AIM OF THE EXERCISE: Extract the passage from the text on the Zambian presidential succession that starts at the words "The meeting in" and stops after "and medical staff.". Copy it character for character.

EXERCISE TEXT:
━━━━━━━━━━━━━━━━
On his deathbed in a London hospital a couple of weeks ago, the President of Zambia, Michael Chilufya Sata, dictated a note in which he named his preferred successor. In doing so, he has crated still further turmoil in that country as the battle for succession hots up.
Th man he nominated is Given Lubinda, a former minister in his government, but who is currently relegated to the backbenches of parliament following a run-in with senior party officials. When approached about Sata apparently favouring him to take over the presidentcy, Lubinda said he had heard of the development, but would not comment further.
The meeting in London was attended by Sata’s wife, Dr Christine Kaseba, a son from a previous marriage, Mulenga Sata, now mayor of, the Zambian capital, Lusaka, an official from the British foreign office, and the president’s security and medical staff.
Since Sata’s death on October 28, the ruling party, the Patriotic Front (PF), has been torn apart by divisions tha thave long simmerd beneath the surface. This has also caused widespread uncertainty throughout the country.
━━━━━━━━━━━━━━━━
EXCERPTED RECORDS:
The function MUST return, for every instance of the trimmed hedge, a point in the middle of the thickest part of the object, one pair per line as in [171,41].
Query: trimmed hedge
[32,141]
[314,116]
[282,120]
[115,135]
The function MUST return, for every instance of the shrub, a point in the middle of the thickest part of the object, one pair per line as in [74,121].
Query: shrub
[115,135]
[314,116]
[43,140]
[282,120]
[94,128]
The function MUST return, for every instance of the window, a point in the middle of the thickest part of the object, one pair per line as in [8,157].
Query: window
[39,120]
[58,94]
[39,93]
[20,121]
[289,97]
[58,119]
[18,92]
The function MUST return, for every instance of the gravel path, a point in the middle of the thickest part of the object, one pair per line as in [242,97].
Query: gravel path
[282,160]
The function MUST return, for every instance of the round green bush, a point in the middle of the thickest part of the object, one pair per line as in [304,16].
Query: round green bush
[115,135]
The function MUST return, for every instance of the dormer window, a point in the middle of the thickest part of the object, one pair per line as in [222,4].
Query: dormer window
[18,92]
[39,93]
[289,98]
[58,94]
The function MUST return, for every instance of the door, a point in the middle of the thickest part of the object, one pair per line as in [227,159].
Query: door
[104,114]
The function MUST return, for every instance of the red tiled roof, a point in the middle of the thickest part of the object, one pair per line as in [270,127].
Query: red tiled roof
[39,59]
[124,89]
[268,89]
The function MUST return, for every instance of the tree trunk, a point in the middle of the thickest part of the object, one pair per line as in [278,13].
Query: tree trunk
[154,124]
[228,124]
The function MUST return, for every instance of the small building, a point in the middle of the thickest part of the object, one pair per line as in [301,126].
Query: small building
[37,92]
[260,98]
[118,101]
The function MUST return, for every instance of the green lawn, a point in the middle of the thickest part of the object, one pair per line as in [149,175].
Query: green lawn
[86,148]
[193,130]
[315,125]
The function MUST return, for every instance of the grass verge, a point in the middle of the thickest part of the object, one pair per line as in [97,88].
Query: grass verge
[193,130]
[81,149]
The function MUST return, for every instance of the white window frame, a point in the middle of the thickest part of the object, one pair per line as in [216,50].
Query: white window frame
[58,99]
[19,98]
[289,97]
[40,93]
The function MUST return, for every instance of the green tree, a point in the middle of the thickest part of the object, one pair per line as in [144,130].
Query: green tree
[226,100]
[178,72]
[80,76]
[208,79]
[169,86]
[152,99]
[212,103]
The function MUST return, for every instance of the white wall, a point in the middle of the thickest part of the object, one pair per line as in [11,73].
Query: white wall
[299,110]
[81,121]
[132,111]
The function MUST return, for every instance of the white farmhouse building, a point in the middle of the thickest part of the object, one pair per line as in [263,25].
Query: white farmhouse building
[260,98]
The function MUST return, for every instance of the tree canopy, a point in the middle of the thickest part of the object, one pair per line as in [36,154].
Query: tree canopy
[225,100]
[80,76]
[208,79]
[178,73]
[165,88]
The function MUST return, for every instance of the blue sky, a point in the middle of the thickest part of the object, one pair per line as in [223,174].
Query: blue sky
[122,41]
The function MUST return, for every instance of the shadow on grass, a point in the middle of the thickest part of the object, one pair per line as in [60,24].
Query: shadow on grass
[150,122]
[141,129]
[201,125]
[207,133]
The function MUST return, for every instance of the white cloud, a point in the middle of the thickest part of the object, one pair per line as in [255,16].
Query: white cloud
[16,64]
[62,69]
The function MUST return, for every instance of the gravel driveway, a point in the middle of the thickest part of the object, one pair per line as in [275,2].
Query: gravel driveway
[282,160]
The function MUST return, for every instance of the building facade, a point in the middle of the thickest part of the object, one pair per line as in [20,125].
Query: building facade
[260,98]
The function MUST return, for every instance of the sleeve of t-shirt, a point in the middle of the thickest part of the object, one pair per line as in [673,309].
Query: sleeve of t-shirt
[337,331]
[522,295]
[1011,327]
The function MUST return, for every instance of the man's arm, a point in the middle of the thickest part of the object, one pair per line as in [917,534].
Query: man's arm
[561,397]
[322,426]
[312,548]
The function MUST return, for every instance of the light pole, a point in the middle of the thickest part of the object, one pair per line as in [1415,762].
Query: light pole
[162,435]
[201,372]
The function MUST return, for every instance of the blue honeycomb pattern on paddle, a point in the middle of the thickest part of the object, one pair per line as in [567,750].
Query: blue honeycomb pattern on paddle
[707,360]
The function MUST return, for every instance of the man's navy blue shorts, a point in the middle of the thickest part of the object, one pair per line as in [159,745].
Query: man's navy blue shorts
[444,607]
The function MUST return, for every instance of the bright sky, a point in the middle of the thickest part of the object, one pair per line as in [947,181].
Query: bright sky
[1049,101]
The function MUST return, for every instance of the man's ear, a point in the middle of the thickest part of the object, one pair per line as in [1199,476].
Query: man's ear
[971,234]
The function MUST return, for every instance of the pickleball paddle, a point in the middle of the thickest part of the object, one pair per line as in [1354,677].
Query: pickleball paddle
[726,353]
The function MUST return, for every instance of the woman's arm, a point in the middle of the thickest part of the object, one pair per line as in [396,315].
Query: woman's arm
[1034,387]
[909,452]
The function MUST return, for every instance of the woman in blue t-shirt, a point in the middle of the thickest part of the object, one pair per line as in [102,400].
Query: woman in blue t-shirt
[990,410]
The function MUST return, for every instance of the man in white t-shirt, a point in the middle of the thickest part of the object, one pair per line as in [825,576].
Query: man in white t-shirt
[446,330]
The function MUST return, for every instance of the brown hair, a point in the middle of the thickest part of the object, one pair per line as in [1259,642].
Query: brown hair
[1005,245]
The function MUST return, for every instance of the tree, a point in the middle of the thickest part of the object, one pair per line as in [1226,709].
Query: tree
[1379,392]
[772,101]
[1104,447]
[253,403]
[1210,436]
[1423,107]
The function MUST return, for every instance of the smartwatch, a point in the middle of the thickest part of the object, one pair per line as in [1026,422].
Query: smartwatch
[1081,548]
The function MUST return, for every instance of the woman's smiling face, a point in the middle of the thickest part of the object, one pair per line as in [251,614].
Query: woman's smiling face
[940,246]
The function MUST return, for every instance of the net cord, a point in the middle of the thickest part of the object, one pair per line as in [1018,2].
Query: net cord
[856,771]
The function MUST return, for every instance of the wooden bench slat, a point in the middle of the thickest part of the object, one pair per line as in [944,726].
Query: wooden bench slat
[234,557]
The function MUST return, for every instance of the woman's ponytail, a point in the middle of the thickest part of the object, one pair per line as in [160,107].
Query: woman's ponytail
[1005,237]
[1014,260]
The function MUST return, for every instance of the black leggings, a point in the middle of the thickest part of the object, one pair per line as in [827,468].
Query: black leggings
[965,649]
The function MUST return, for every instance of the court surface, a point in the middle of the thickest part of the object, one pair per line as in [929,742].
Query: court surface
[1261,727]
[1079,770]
━━━━━━━━━━━━━━━━
EXERCISE RESPONSE:
The meeting in London was attended by Sata’s wife, Dr Christine Kaseba, a son from a previous marriage, Mulenga Sata, now mayor of, the Zambian capital, Lusaka, an official from the British foreign office, and the president’s security and medical staff.